- ASSIGNMENT -
Read through the data, and wherever a line holds the word "white", write that line out.

(Extracted data entries)
_ _ _ _
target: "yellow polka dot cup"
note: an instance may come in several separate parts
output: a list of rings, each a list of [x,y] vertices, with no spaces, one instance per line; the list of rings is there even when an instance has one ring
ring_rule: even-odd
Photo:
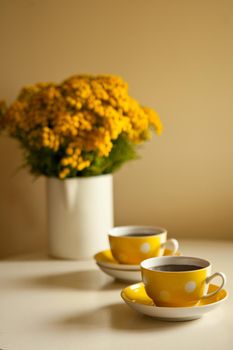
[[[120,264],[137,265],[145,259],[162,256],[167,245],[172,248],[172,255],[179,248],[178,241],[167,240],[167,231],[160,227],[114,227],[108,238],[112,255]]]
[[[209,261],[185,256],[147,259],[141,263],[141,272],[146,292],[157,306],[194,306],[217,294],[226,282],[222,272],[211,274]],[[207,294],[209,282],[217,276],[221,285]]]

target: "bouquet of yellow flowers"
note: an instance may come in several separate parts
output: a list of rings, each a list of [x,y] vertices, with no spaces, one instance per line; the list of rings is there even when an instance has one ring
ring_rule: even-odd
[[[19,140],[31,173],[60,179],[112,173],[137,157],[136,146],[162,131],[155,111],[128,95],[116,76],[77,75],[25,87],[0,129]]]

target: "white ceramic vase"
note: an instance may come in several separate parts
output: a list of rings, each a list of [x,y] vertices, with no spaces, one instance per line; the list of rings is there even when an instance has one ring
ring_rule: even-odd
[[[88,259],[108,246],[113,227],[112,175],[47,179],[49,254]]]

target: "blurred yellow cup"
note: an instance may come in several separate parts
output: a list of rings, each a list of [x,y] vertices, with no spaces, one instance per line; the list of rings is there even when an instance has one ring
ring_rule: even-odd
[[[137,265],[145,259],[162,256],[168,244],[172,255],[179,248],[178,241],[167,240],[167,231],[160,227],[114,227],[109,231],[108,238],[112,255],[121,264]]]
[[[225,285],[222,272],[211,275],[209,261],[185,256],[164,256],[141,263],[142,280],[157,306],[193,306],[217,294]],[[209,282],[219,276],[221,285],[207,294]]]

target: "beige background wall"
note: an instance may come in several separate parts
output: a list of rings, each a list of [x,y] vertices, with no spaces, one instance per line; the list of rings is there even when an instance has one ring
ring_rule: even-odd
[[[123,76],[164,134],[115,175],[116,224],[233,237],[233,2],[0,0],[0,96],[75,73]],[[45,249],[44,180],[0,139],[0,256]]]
_ _ _ _
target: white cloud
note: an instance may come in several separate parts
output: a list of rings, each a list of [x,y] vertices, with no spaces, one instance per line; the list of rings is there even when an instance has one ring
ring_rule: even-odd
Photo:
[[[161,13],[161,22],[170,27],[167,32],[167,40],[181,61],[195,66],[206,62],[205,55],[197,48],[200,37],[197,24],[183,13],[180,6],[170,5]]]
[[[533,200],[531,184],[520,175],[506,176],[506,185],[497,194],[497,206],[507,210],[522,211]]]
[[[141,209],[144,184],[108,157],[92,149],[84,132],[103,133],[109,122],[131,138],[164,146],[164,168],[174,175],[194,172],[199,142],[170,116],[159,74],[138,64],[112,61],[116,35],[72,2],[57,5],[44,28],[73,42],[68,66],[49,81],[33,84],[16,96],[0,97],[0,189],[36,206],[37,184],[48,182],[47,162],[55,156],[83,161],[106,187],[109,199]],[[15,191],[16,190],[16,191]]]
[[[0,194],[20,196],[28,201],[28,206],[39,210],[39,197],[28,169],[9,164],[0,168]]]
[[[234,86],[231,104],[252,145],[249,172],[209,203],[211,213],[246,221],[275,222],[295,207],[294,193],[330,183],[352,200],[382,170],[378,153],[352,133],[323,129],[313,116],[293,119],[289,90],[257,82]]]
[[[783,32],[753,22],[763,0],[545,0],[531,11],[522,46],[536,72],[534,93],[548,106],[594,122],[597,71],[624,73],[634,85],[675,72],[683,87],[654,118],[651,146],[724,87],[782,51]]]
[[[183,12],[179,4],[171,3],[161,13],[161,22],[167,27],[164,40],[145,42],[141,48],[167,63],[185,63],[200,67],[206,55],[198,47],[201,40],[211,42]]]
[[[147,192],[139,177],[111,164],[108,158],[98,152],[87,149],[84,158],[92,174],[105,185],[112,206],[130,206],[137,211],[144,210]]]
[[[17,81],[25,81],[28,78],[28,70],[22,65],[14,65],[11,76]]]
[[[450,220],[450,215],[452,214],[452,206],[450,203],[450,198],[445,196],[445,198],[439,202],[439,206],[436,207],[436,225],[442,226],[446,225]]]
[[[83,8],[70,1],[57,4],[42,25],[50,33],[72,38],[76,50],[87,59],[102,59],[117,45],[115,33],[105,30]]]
_ _ _ _
- ANSWER SECTION -
target: "white ceramic vase"
target: white cloud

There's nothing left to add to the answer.